● **Texte**
De projets en projets Peet grandit et avec lui sa musique. A l’approche de la sortie de son nouveau projet A Demain, on a pris le soleil à la terrasse du Belga, un bar réputé de la capitale belge dans lequel il nous attendait. Deux ans après notre dernière discussion, on se plait à le voir évoluer et se livrer de plus en plus. C’est avec le même plaisir qu’on a parlé de cette évolution avec lui.
La Face B : A l’heure où on se parle, le projet n’est pas encore sorti, juste quelques singles, dans quel état d’esprit es-tu ?
Peet : Je suis curieux de voir comment les gens vont prendre le projet sachant que ça change un peu de ce que j’ai pu faire, c’est un peu plus calme. Comme d’habitude, on attends de voir ! Moi, ça fait depuis septembre que je le connais et qu’il est prêt donc il est déjà loin derrière moi.
LFB : Est-ce que dans ces périodes, tu n’as pas envie de revenir sur le projet et de le retoucher ?
P : Nan, quand mon projet arrive au mastering, je les écoute et une fois qu’ils sont validés je n’écoute plus trop le projet. Par contre je me le suis gravé et quand je suis en voiture, j’aime bien de temps en temps l’écouter. Souvent je laisse passer 2/3 mois pour avoir un peu de recul et là je l’aimais toujours autant donc tout va bien !
LFB : Lors d’une de nos dernières discussions, on parlait de cette envie de partir qui nous donne, au final, envie de revenir là où on était de base. J’ai l’impression que c’est encore plus présent sur ce projet.
P : Ouais ! Que ça soit de manière physique ou dans ma musique, j’ai pensé de tester des choses, de sortir de ma zone de confort mais souvent je reviens vite à mes bases, à ce qui me composent. Il y a des thématiques qui vont toujours revenir avec peut-être une autre perception.
LFB : Sur ce projet, on marque un tournant qui avait déjà été amorcé avec Mignon mais tu parais plus assagi sur certains points.
P : Je pense que ça se fait naturellement, c’est pas quelque chose que je calcule. C’est juste que je grandis et qu’automatiquement j’ai un point de vue qui peut-être différent sur certains points. Je ne le remarque pas forcément, c’est plus les gens qui m’écoutent qui me le disent. En plus, une fois que mes albums sont sortis, je ne les écoute plus donc je ne sais plus vraiment ce que je pouvais dire avant.
LFB : Tu t’es souvent considéré comme quelqu’un de « paresseux », pourtant quand on voit ton rythme de sortie sur ces dernières années, on a du mal à le croire.
P : (rires) Les tournées, les moments promos et les moments où je fais de la musique c’est des moments très intenses mais en dehors de ça, j’ai pleins de temps où je ne peux rien faire que je pourrais utiliser pour continuer à faire de la musique sauf que j’ai besoin de faire autre chose et même des fois de ne rien faire.

● **Données fournies**
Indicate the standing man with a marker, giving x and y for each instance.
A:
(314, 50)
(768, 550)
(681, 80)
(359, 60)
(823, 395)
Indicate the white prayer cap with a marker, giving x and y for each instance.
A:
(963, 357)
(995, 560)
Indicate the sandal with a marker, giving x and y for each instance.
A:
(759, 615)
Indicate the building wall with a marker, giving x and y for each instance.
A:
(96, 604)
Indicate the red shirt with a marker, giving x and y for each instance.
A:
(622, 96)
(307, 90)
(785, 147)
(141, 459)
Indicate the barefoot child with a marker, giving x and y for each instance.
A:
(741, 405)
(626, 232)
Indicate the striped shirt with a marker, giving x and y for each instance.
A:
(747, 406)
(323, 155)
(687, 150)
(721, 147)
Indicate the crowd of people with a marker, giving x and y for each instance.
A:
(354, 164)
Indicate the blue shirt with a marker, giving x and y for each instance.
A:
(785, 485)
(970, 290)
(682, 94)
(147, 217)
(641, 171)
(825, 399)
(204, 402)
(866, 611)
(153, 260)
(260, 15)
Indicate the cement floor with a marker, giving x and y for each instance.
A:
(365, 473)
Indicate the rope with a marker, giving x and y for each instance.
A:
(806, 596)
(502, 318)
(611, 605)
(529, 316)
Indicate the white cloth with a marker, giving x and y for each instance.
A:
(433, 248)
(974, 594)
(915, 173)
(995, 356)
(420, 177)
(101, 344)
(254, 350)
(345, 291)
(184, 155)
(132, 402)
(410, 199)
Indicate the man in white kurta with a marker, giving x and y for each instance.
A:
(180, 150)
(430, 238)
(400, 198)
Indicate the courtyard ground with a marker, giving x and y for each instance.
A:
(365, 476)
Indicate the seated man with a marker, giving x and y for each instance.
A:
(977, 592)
---
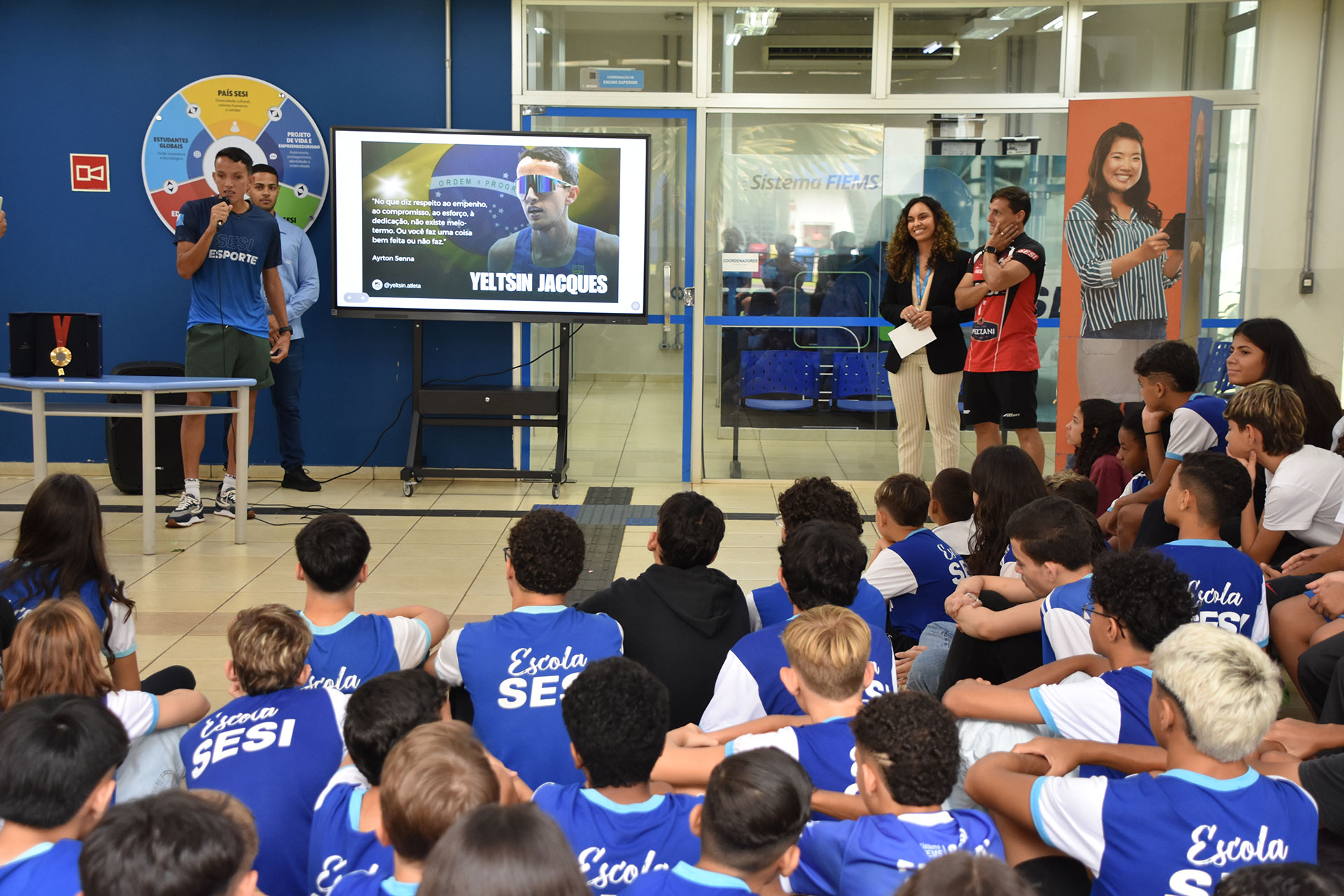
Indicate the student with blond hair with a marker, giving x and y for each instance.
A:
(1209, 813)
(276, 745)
--
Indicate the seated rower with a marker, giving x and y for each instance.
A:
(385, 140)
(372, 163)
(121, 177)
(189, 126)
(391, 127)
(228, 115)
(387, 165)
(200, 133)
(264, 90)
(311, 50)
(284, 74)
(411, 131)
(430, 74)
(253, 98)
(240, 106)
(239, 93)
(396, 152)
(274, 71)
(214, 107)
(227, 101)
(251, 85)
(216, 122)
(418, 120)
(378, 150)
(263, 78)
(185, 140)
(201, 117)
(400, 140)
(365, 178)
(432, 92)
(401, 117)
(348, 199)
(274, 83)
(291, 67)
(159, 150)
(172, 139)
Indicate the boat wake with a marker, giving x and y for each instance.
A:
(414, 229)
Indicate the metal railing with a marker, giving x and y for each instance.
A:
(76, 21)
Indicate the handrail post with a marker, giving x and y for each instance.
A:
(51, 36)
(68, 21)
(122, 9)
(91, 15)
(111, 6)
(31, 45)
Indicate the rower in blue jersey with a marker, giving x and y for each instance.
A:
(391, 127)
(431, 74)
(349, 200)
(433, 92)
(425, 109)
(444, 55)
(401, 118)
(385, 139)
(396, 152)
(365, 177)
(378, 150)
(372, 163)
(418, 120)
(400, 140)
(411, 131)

● **Consignes**
Extrais de l'entretien avec Peet le passage qui va de « P : Nan, quand » jusqu'à « tout va bien ! », sans rien y changer. Les enregistrements n'ont aucun lien avec l'entretien.

● **Exercice corrigé**
P : Nan, quand mon projet arrive au mastering, je les écoute et une fois qu’ils sont validés je n’écoute plus trop le projet. Par contre je me le suis gravé et quand je suis en voiture, j’aime bien de temps en temps l’écouter. Souvent je laisse passer 2/3 mois pour avoir un peu de recul et là je l’aimais toujours autant donc tout va bien !